[Start of Attachment]
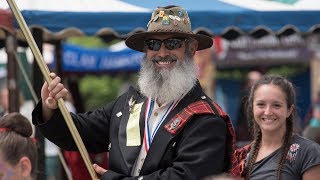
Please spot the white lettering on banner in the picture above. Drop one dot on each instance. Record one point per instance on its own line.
(70, 58)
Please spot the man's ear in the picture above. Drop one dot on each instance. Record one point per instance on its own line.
(25, 166)
(194, 46)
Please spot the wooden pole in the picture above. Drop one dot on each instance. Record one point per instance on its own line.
(45, 72)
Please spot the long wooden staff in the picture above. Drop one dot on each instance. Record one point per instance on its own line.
(45, 72)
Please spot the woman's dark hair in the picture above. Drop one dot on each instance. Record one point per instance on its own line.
(15, 141)
(288, 89)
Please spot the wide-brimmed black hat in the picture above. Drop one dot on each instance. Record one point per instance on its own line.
(172, 20)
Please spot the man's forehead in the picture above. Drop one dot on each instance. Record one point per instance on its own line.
(162, 36)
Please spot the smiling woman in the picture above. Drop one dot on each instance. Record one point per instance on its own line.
(276, 151)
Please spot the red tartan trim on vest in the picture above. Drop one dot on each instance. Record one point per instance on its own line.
(179, 120)
(203, 107)
(238, 161)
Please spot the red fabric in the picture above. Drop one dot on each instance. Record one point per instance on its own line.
(238, 161)
(77, 166)
(6, 20)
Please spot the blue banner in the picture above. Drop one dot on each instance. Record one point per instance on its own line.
(80, 59)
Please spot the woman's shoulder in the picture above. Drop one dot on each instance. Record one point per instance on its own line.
(304, 145)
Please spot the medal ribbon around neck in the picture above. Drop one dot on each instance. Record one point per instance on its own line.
(147, 138)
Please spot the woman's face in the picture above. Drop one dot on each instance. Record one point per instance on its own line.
(21, 171)
(270, 109)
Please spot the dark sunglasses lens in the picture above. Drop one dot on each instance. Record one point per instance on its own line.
(173, 43)
(153, 44)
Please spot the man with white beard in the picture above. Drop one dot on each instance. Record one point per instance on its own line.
(168, 128)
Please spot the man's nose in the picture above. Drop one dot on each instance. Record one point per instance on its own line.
(163, 51)
(268, 110)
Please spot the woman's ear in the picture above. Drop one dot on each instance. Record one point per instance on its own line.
(290, 110)
(194, 46)
(25, 167)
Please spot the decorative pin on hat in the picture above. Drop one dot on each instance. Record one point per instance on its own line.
(169, 20)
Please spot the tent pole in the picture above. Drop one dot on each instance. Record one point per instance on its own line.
(45, 71)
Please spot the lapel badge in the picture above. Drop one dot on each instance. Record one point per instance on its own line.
(175, 123)
(131, 104)
(156, 17)
(180, 13)
(175, 22)
(165, 20)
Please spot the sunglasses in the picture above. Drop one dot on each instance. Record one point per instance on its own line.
(170, 43)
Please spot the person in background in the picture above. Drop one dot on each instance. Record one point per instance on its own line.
(242, 125)
(168, 128)
(276, 152)
(312, 130)
(18, 152)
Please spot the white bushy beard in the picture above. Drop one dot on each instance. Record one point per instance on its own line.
(167, 85)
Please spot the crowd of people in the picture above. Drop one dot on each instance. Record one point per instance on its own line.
(168, 128)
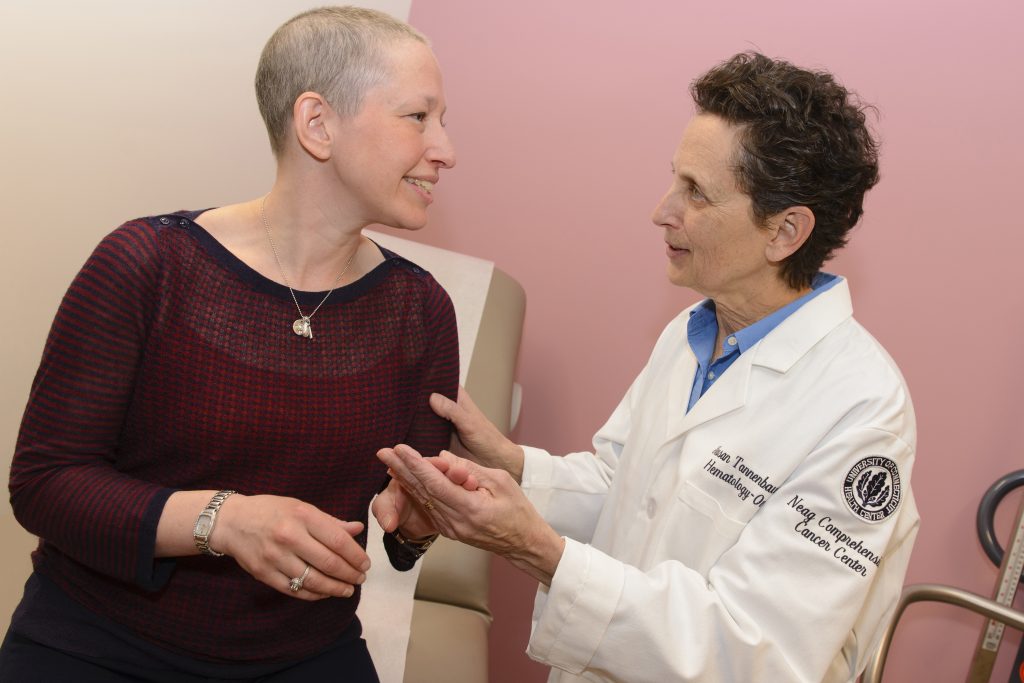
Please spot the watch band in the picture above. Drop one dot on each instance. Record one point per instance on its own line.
(205, 522)
(414, 546)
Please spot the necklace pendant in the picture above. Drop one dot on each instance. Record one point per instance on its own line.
(302, 328)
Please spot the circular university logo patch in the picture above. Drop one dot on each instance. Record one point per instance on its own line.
(871, 488)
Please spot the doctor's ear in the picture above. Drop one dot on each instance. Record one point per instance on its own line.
(794, 227)
(309, 122)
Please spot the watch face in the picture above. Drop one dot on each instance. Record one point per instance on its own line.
(204, 525)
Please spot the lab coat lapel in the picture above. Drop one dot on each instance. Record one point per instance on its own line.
(778, 351)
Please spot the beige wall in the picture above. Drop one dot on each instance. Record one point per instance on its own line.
(112, 110)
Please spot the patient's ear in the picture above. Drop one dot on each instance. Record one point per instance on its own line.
(791, 229)
(309, 121)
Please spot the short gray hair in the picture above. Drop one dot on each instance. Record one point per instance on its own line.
(338, 52)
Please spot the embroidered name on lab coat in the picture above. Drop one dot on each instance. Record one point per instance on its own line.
(741, 477)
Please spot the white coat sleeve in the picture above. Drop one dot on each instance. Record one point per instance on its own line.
(570, 491)
(778, 604)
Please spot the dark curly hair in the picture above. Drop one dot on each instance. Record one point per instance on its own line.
(804, 142)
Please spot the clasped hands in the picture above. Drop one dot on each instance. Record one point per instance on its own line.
(465, 501)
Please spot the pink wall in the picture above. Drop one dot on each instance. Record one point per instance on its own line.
(565, 114)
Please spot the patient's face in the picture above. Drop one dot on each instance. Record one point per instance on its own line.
(389, 155)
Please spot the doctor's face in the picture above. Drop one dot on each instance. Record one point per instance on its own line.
(714, 246)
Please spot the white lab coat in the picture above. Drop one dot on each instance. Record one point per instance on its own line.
(719, 546)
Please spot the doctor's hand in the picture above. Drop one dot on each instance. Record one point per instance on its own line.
(478, 506)
(481, 441)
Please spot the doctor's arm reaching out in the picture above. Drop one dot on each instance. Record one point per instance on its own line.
(475, 505)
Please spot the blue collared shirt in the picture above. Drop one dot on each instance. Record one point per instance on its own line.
(701, 330)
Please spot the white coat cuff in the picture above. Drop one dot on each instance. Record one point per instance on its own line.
(581, 602)
(538, 468)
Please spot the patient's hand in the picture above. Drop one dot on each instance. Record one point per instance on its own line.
(456, 469)
(479, 439)
(478, 506)
(394, 508)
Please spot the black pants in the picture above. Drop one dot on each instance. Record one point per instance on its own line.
(24, 660)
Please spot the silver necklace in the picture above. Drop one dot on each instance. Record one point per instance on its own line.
(301, 327)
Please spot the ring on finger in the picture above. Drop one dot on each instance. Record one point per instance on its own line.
(296, 584)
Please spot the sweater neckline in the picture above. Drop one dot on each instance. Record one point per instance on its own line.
(260, 283)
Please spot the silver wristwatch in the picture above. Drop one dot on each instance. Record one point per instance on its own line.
(204, 525)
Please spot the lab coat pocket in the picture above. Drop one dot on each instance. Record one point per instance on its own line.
(701, 529)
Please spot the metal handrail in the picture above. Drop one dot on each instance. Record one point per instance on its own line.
(937, 593)
(985, 520)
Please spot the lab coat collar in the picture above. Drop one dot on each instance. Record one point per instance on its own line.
(779, 351)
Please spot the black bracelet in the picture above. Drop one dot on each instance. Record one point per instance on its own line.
(415, 546)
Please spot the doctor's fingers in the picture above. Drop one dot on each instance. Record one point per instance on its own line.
(425, 483)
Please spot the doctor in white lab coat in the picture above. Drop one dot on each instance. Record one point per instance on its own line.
(745, 513)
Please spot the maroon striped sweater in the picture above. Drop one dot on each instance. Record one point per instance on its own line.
(170, 366)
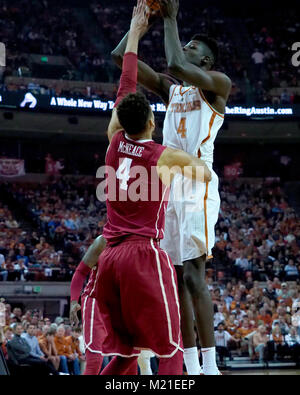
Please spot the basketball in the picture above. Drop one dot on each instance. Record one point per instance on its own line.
(153, 5)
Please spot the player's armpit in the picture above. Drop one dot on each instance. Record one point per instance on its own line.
(114, 125)
(174, 161)
(212, 81)
(149, 79)
(92, 255)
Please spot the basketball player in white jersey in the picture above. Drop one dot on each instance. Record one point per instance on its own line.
(194, 116)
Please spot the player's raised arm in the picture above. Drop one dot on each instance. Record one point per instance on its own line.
(174, 161)
(89, 260)
(192, 63)
(147, 77)
(128, 80)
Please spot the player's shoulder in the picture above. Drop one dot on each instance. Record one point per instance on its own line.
(222, 77)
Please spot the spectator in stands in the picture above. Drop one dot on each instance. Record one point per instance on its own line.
(291, 271)
(73, 342)
(222, 338)
(32, 340)
(276, 345)
(281, 322)
(258, 60)
(67, 357)
(260, 340)
(19, 352)
(219, 316)
(3, 271)
(292, 341)
(47, 345)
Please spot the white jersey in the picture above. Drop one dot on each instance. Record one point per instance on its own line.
(191, 123)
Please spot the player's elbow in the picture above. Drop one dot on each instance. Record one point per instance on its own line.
(117, 58)
(175, 68)
(207, 174)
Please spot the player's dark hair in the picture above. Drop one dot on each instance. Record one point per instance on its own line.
(211, 43)
(133, 113)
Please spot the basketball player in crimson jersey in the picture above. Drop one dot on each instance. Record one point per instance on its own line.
(194, 116)
(136, 284)
(93, 327)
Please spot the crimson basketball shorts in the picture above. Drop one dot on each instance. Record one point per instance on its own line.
(136, 288)
(94, 331)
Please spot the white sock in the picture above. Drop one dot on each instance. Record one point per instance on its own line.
(191, 361)
(210, 367)
(145, 364)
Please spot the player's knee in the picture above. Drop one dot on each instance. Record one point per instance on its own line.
(192, 283)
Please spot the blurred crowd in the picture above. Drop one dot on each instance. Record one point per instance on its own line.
(29, 340)
(261, 322)
(64, 218)
(258, 233)
(45, 28)
(272, 56)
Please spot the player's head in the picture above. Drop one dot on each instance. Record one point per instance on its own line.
(135, 115)
(202, 51)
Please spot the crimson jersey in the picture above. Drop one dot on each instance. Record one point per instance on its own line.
(136, 197)
(89, 288)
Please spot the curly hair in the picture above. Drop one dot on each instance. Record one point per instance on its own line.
(211, 43)
(133, 113)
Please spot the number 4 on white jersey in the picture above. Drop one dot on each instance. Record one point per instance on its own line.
(123, 173)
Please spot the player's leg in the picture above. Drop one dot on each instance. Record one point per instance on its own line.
(194, 278)
(171, 366)
(93, 333)
(93, 363)
(121, 366)
(191, 358)
(144, 362)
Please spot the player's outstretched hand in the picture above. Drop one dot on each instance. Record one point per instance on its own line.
(75, 307)
(140, 18)
(169, 8)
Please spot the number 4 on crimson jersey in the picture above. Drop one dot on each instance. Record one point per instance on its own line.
(136, 197)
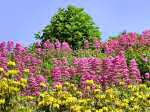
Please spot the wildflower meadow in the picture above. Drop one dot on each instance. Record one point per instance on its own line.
(111, 76)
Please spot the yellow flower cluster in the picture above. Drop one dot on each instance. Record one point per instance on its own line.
(132, 98)
(10, 88)
(11, 63)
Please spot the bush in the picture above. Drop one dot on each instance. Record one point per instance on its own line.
(72, 25)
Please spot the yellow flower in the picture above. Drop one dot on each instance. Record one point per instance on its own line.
(23, 80)
(11, 63)
(58, 86)
(122, 83)
(27, 71)
(55, 105)
(12, 72)
(1, 69)
(2, 101)
(43, 84)
(105, 109)
(88, 88)
(90, 82)
(96, 91)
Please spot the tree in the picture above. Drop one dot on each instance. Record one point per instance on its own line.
(72, 25)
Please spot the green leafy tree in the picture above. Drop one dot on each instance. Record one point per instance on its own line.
(72, 25)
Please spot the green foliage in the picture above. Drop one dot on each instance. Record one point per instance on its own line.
(142, 56)
(72, 25)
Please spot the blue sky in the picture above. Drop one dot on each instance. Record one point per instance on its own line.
(20, 19)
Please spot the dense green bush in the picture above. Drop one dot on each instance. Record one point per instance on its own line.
(72, 25)
(142, 56)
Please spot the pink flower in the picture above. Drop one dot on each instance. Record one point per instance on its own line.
(147, 75)
(10, 45)
(86, 44)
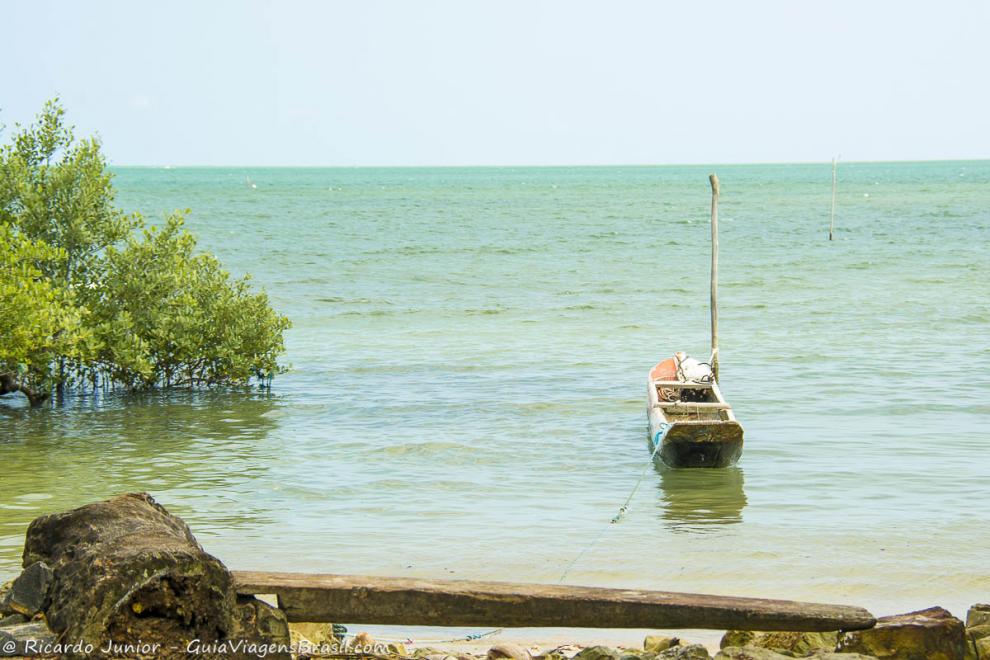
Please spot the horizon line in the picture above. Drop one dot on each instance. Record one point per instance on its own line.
(546, 166)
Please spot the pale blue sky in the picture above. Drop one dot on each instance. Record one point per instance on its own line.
(458, 82)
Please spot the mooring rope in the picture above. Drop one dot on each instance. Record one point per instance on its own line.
(657, 443)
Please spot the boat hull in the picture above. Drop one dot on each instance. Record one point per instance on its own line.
(691, 422)
(697, 444)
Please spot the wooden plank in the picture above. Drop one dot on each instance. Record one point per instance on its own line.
(415, 602)
(690, 405)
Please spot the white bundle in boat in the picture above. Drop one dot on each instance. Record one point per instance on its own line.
(691, 370)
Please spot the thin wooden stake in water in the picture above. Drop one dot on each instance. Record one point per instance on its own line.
(714, 181)
(831, 222)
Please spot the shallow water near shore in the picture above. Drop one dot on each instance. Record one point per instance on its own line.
(467, 399)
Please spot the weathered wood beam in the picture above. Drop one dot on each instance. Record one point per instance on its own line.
(414, 602)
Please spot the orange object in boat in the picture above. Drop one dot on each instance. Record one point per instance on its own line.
(666, 370)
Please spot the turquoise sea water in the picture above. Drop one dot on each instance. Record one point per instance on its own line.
(467, 399)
[End of Attachment]
— Aim of the exercise —
Only the lines from the one with "Please spot the wooden plank" through the final line above belong in the answer, each reproduced word for word.

— Reply —
Please spot the wooden plank in the picture above. Drop one dot on each instance. Record one point per instance on its own line.
(415, 602)
(690, 405)
Please spot the white bundle in boat in the picture above. Drop one dot on each instance. Record one point per instance on its own line.
(691, 370)
Please spot the thin wooden stake in water in the picture above. Drop one dot on each instance. Record one point per instance on its own line.
(714, 181)
(831, 222)
Please spot the shallow water near shore in the picture above. Drop one dot on each instance. Record one point per instance on its own line.
(467, 399)
Please spot the weathered wood beam in the picture above. Drop one dot on each instance. Record one point per instance on its own line.
(414, 602)
Please spot the orange object in boat in the picture above. Drop one dot on each instance. Record one point per instance on its own line.
(666, 370)
Please spot the turquoise sea water in the picture above. Drop one dot on each instance. Record one point per instance on its own line.
(467, 399)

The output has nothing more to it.